[Position identification records]

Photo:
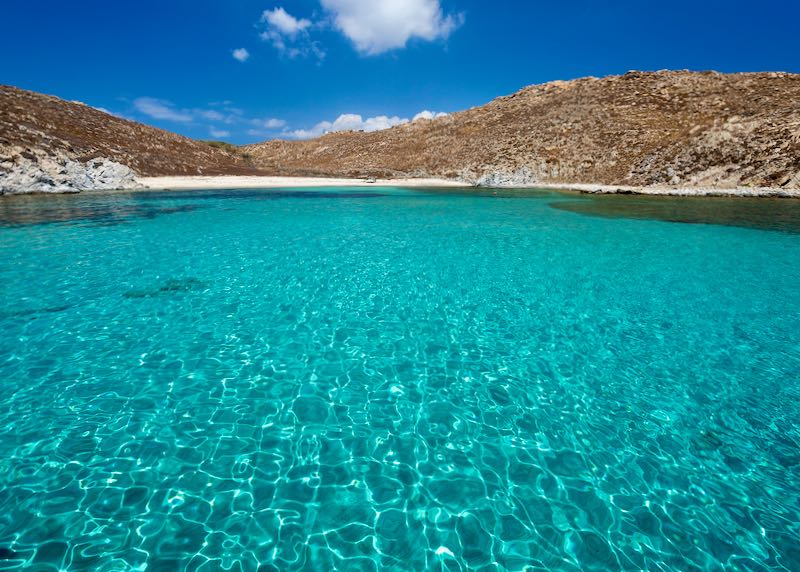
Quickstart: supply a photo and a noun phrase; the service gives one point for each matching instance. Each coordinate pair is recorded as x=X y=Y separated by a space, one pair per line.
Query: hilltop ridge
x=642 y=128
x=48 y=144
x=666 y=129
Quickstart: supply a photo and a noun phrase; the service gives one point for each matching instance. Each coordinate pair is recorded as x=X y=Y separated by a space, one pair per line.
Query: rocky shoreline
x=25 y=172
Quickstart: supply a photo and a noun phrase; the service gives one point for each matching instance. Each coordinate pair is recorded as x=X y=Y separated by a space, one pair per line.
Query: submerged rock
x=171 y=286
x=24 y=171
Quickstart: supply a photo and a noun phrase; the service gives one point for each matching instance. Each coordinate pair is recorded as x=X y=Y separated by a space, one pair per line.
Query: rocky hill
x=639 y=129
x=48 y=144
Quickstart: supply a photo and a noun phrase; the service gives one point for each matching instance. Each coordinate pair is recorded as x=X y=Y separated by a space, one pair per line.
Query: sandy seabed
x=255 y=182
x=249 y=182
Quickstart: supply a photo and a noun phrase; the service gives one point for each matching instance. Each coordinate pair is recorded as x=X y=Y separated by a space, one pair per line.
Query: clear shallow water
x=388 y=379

---

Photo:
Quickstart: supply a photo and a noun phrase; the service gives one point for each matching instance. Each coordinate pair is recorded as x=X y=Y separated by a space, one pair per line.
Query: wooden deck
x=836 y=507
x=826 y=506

---

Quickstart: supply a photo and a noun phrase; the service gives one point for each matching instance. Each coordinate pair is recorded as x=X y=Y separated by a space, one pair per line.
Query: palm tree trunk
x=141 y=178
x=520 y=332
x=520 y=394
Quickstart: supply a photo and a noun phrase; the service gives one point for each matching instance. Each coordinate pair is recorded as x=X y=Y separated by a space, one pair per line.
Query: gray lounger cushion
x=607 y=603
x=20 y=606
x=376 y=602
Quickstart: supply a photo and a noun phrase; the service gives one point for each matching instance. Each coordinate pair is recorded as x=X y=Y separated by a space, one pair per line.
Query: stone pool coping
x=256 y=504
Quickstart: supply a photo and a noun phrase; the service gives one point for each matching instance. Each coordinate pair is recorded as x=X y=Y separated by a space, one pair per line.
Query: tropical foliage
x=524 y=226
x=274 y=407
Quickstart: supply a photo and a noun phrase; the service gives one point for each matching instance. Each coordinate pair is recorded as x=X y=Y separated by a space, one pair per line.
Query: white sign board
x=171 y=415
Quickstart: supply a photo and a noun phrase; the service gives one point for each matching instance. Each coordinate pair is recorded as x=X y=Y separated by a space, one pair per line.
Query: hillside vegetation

▸ Exercise: Count the lines in the entries above that contain the word "rocky". Reply with the number alone.

▸ Completed exercise: 2